**Challenges**
a – Answer these questions from the Engram testing page, one per line:
(i) How many tests does Engram have, and what code coverage do they reach?
(ii) What command runs the tests with a coverage report?
(iii) Which test file covers the SemanticGraph?
b – Write out the Engram testing page word for word from "Test Structure¶" up to and including "tests (FastAPI TestClient)".

**Provided passage**
--- --- ---

Testing¶
Engram has 894+ tests with 61%+ code coverage, run via GitHub Actions CI on every push.
Running Tests¶
# All tests
pytest tests/ -v
# With coverage report
pytest tests/ --cov=src/engram --cov-report=term-missing
# Specific test suites
pytest tests/ -k "recall or feedback"
pytest tests/ -k "episodic"
pytest tests/ -k "semantic"
pytest tests/ -k "api"
Test Structure¶
tests/
├── test_episodic.py # EpisodicStore: CRUD, search, decay, feedback
├── test_semantic.py # SemanticGraph: nodes, edges, query DSL
├── test_reasoning.py # ReasoningEngine: think, summarize
├── test_recall_pipeline.py # Full recall pipeline stages
├── test_api.py # HTTP API endpoint tests (FastAPI TestClient)

--- --- ---

**Data section**
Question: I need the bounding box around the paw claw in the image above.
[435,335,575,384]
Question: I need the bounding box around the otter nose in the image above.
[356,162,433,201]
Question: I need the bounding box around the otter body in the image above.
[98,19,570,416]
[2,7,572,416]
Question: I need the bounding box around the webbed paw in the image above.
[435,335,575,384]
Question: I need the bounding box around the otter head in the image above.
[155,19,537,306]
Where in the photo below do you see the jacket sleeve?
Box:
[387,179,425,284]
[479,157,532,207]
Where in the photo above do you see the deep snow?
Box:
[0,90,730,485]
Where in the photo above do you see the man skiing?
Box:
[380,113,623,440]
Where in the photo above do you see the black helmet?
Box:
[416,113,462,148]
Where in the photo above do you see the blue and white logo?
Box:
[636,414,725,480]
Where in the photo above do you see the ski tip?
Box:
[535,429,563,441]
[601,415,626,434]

--- --- ---

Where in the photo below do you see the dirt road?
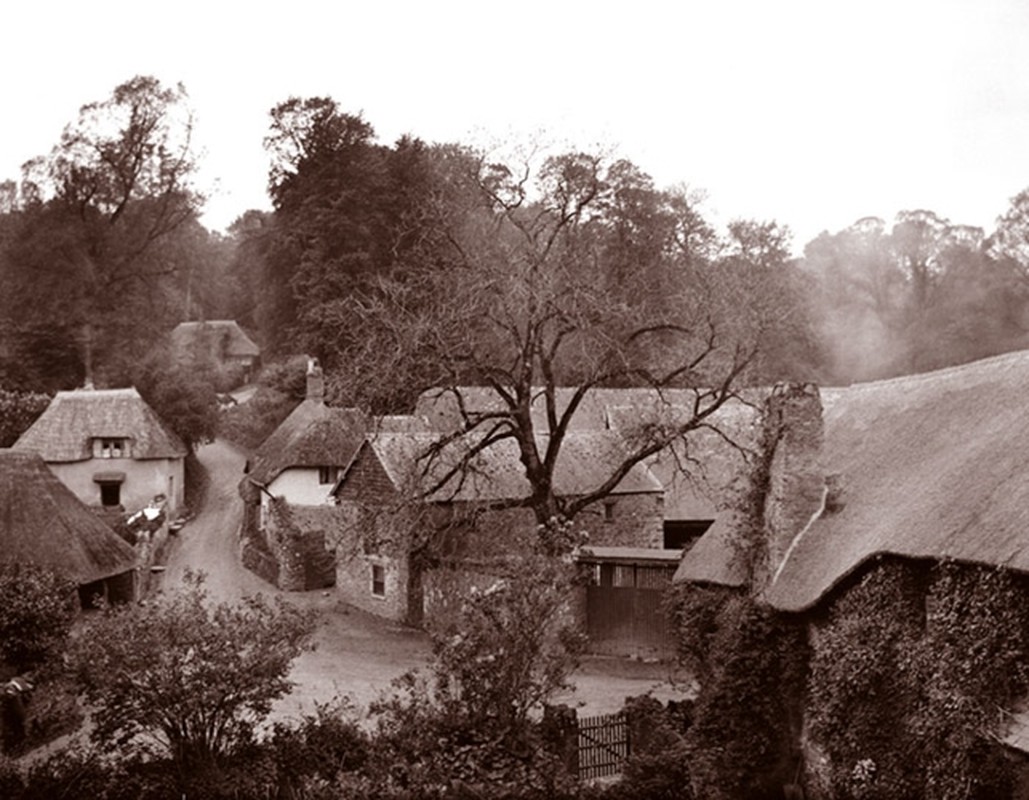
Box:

--- --- ---

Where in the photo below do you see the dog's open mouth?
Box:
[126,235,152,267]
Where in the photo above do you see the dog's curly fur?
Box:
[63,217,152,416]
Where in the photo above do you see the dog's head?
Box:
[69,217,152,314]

--- --- ---

**Full answers**
a –
(i) Engram has 894+ tests with 61%+ code coverage.
(ii) pytest tests/ --cov=src/engram --cov-report=term-missing
(iii) test_semantic.py

b –
Test Structure¶
tests/
├── test_episodic.py # EpisodicStore: CRUD, search, decay, feedback
├── test_semantic.py # SemanticGraph: nodes, edges, query DSL
├── test_reasoning.py # ReasoningEngine: think, summarize
├── test_recall_pipeline.py # Full recall pipeline stages
├── test_api.py # HTTP API endpoint tests (FastAPI TestClient)